**Исходный текст**


    Я пробовал вино и водку втайне от родителей еще школьником, а впервые выпил грамм 100 водки в присутствии взрослых, кажется, на метеостанции в Пскеме.

     Со студентами нашей группы мы устраивали «выпивоны» на практике и на хлопке, собирались у кого-нибудь дома в праздники и по другим поводам. Пили чаще всего водку, напивались немногие. Я обычно выпивал за компанию, но меня самого к выпивке не тянуло. Я помню всего два случая, когда водку пил с удовольствием. Я имею в виду удовольствие от самой водки, а не от общения с друзьями в процессе застолья.

**Приложенный список**
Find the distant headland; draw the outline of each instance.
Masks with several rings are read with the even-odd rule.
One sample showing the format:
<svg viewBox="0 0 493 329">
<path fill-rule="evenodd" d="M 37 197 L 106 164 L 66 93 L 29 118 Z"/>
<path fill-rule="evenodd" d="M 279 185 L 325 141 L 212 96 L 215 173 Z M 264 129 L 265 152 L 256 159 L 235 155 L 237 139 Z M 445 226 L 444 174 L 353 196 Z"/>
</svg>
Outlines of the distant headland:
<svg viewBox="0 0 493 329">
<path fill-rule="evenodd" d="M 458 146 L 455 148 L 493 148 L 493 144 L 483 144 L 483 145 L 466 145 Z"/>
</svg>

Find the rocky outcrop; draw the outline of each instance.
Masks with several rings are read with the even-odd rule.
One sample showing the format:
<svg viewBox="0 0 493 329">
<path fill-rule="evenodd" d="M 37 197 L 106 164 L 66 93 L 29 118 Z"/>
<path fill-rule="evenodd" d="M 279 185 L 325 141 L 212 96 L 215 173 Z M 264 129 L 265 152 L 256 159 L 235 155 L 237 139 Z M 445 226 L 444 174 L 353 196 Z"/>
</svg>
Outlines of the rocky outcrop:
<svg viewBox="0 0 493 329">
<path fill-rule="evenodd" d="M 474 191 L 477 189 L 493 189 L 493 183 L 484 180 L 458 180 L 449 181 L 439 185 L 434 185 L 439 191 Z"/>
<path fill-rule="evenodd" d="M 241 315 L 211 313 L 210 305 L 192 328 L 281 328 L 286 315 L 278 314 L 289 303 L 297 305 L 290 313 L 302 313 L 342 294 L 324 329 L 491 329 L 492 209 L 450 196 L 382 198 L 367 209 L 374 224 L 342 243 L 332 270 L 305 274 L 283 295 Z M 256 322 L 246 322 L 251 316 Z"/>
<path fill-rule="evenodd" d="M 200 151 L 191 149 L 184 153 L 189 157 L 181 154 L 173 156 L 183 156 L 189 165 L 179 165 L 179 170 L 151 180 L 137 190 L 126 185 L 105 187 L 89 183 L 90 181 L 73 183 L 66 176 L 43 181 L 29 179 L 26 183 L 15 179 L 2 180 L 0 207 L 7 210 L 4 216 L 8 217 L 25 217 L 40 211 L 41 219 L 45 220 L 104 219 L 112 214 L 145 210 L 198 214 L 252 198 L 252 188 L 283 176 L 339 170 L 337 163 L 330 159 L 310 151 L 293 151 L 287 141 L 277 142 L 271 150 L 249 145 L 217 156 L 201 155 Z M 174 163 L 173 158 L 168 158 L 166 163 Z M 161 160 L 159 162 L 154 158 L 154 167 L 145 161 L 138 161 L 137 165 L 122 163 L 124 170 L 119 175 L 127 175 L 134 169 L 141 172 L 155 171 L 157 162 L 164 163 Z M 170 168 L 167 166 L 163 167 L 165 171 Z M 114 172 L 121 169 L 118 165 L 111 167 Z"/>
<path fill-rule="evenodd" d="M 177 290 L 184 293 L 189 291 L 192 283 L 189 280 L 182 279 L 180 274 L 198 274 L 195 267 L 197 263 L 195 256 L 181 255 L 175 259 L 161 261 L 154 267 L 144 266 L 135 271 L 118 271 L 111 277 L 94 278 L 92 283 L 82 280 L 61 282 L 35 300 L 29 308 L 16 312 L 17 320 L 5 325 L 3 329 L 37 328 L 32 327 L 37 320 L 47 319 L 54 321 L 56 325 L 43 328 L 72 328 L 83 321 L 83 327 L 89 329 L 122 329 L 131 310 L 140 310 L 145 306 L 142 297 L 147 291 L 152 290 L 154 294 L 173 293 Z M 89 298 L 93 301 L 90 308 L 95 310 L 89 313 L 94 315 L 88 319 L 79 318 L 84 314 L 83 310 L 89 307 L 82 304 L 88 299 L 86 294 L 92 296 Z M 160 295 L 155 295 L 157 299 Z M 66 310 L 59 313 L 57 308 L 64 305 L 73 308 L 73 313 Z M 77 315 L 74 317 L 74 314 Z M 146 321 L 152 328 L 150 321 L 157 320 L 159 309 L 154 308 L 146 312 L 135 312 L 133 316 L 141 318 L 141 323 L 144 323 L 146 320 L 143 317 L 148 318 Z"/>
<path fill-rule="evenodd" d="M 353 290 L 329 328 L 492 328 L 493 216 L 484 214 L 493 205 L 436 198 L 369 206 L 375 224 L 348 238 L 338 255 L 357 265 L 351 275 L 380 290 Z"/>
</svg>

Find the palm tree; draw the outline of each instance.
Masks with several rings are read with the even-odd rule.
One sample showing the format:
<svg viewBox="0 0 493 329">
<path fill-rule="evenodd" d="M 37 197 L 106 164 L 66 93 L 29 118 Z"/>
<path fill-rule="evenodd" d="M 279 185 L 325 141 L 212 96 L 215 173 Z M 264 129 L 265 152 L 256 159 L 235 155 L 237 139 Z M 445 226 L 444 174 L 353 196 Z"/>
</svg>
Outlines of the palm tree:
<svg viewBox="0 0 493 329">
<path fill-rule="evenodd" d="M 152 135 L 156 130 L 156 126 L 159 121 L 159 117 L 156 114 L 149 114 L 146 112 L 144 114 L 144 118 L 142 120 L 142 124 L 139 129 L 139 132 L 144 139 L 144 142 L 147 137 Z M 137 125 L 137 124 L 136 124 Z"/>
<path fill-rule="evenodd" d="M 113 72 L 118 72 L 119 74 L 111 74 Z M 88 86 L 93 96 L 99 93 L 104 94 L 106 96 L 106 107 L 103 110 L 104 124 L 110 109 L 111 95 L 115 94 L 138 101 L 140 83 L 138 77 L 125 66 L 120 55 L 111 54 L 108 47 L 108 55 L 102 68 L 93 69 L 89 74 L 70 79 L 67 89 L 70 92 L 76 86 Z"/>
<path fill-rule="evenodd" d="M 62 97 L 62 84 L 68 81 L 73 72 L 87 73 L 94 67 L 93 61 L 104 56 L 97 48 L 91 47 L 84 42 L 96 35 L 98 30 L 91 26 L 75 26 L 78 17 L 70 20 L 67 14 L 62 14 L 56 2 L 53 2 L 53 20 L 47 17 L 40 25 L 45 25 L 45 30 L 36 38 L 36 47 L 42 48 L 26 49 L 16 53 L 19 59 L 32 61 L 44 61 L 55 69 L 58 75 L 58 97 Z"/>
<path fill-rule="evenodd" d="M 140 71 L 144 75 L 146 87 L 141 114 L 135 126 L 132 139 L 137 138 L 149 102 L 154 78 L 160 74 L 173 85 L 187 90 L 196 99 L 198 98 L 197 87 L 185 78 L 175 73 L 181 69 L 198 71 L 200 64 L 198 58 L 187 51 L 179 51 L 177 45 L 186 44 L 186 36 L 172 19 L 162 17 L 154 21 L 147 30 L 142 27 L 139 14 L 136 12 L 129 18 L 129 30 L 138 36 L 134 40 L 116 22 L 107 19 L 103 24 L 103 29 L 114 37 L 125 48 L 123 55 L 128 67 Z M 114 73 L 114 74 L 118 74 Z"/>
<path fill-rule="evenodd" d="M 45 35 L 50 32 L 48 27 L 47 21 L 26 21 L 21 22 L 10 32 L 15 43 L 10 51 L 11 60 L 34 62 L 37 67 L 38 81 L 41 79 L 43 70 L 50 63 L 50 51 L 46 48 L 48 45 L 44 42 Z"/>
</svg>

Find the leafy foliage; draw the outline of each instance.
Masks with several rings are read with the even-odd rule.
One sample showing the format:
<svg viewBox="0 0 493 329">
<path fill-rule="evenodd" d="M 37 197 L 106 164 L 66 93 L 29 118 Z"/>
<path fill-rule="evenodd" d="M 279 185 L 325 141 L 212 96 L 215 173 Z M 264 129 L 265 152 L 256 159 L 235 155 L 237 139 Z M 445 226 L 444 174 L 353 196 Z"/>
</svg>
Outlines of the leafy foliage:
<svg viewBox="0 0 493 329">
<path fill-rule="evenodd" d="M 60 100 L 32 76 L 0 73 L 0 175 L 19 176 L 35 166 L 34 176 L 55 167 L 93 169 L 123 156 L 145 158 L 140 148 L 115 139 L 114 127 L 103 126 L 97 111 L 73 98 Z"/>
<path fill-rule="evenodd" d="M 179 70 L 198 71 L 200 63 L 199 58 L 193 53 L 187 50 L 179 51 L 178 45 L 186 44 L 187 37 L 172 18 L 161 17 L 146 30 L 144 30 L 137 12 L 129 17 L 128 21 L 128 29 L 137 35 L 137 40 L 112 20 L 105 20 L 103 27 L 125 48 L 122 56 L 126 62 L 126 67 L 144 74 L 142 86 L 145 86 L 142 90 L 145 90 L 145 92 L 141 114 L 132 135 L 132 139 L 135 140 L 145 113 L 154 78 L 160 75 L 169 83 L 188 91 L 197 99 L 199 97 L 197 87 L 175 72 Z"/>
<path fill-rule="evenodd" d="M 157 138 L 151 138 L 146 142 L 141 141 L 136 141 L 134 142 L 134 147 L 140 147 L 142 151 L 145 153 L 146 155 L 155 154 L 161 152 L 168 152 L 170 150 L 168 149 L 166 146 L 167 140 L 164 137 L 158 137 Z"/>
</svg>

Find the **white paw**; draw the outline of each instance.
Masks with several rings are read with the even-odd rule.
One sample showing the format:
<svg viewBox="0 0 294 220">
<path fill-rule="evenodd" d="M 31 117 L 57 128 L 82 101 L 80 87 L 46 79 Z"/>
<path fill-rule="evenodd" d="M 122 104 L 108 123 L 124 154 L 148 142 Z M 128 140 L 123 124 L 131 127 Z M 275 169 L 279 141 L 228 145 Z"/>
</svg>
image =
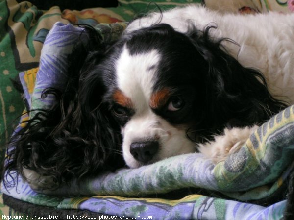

**Рабочее задание**
Воспроизведите дословно часть исходного текста: всё, начиная со слов «Я пробовал вино» и вниз до слов «в процессе застолья.».

**Раздел ответа**
Я пробовал вино и водку втайне от родителей еще школьником, а впервые выпил грамм 100 водки в присутствии взрослых, кажется, на метеостанции в Пскеме.

     Со студентами нашей группы мы устраивали «выпивоны» на практике и на хлопке, собирались у кого-нибудь дома в праздники и по другим поводам. Пили чаще всего водку, напивались немногие. Я обычно выпивал за компанию, но меня самого к выпивке не тянуло. Я помню всего два случая, когда водку пил с удовольствием. Я имею в виду удовольствие от самой водки, а не от общения с друзьями в процессе застолья.